* _TASK PROMPT_
Within the listing that follows, how many lines contain the word "form"? Only the number is wanted.

* _SUPPLIED ENTRIES_
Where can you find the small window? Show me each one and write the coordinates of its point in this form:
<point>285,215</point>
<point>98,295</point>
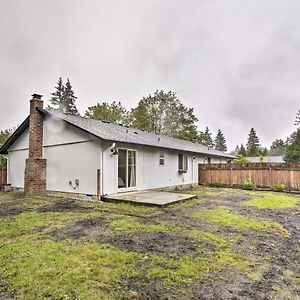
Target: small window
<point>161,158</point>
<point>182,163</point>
---
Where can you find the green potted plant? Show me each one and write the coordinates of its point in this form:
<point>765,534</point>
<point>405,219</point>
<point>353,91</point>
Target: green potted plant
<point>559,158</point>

* _ANSWER SPACE_
2